• READING PASSAGE
----------------------------------------
Gov. Ned Lamont this morning announced continued good news regarding COVID-19 related hospitalizations, while acknowledging that the latest unemployment figures and general anxiety about the May 20 soft reopening remains.
Although other data was not yet available, the governor said that hospitalizations were down “about 70” – the largest single-day decrease “in some time” – which would put that figure at 1,033.
More than 29,000 people filed unemployment benefits claims last week, bringing that total to about 515,000 since the middle of March. Lamont said the state Department of Labor has processed more than 500,000 of those claims and paid out over $1.3 billion, including around $25 million for self-employed and gig workers.
Lamont said that the unemployment figures include a disproportionate number of women, minorities and children, and that the Department of Economic and Community Development is providing a special fund for those workers.
The governor further said that 60,000 small businesses around the state have received Paycheck Protection Program (PPP) loans, and that some $100 billion is still available in that federal program. He encouraged businesses and nonprofits that perhaps have hesitated to apply to do so: “Somebody’s going to get that money,” he said, “why not Connecticut?”
According to the latest U.S. Commerce Department data, the nation’s retail sales dropped by 16.4% in April, following an 8.3% decline in March. Lamont said that while those numbers are sobering, reopening a majority of businesses at once would not be the answer. The substantial news coverage of crowded bars in Wisconsin, after that state’s Supreme Court voided the its governor’s “Safer at Home” orders, illustrate precisely what not to do, he said.
CVS Health Executive Vice President and Chief Policy Officer Tom Moriarty appeared to reiterate not only that the firm opened 12 more drive-thru testing sites around Connecticut today, but that another 25 should be up and running by month’s end.
----------------------------------------
• USING THE INFORMATION
A - In the news report on Connecticut's COVID-19 briefing, turn the paragraph that begins "More than 29,000 people filed" into a short bulleted list that keeps its main facts.
B - Translate this sentence from the news report on Connecticut's COVID-19 briefing into Spanish: "According to the latest U.S. Commerce Department data, the nation's retail sales dropped by 16.4% in April, following an 8.3% decline in March."

• DATA EXCERPTS
----------------------------------------
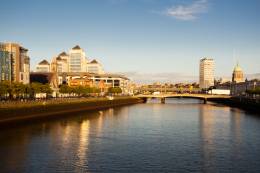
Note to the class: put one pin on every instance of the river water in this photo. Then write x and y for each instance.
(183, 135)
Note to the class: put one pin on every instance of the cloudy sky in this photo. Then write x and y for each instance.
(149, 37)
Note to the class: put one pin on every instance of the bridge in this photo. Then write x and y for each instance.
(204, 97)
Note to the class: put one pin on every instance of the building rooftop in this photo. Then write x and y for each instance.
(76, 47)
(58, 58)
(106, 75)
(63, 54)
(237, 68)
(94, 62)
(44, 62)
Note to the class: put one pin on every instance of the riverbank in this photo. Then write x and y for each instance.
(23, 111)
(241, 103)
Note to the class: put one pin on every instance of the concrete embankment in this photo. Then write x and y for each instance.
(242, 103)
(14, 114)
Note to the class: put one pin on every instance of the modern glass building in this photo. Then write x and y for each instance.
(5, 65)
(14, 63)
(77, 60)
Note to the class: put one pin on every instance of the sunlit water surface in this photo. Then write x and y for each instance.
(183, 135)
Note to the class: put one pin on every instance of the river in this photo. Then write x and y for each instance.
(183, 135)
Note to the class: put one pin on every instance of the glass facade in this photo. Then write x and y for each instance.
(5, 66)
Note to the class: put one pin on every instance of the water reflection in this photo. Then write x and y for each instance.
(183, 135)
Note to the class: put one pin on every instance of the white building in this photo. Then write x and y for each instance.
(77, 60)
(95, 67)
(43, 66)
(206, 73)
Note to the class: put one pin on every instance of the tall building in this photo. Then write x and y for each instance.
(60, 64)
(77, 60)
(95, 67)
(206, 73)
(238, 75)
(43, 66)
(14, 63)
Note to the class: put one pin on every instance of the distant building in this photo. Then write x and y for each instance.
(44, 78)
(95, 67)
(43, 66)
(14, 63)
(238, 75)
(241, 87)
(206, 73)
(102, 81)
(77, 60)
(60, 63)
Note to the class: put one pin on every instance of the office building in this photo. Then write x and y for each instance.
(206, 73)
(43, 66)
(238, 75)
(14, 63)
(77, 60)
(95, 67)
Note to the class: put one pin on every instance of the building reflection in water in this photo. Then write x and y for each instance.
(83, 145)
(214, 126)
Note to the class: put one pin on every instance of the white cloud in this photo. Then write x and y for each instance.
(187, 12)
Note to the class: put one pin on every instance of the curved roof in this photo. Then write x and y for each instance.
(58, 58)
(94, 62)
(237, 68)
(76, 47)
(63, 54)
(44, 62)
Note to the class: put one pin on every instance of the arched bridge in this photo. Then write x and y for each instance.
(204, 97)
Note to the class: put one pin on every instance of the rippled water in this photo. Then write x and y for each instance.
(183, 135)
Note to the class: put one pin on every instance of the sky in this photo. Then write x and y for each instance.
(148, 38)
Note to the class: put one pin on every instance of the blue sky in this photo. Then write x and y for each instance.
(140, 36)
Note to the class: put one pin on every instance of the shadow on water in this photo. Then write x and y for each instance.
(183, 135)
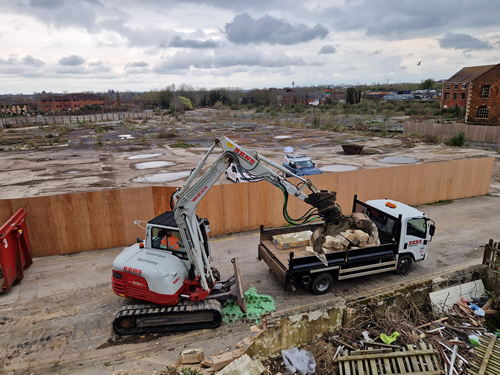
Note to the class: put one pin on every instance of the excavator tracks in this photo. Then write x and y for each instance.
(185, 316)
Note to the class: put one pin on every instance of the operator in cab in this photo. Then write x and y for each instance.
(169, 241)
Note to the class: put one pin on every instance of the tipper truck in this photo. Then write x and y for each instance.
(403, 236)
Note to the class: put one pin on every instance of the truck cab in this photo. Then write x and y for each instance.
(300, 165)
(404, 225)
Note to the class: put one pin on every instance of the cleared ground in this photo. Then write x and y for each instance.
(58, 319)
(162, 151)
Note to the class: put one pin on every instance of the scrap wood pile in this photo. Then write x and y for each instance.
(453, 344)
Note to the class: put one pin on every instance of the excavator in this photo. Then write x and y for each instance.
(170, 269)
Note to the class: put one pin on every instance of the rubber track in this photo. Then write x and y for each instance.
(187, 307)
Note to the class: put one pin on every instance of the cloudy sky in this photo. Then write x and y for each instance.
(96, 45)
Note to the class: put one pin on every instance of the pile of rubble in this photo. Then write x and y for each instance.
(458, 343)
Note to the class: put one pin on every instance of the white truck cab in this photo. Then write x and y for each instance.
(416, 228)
----------------------------------------
• ANSWERS TO THE TASKS
A -
- More than 29,000 people filed unemployment claims last week.
- That brings the total since mid-March to about 515,000.
- According to Lamont, the state Department of Labor has processed more than 500,000 of those claims.
- It has paid out over $1.3 billion, including about $25 million for self-employed and gig workers.

B - Según los datos más recientes del Departamento de Comercio de EE. UU., las ventas minoristas del país cayeron un 16,4 % en abril, tras un descenso del 8,3 % en marzo.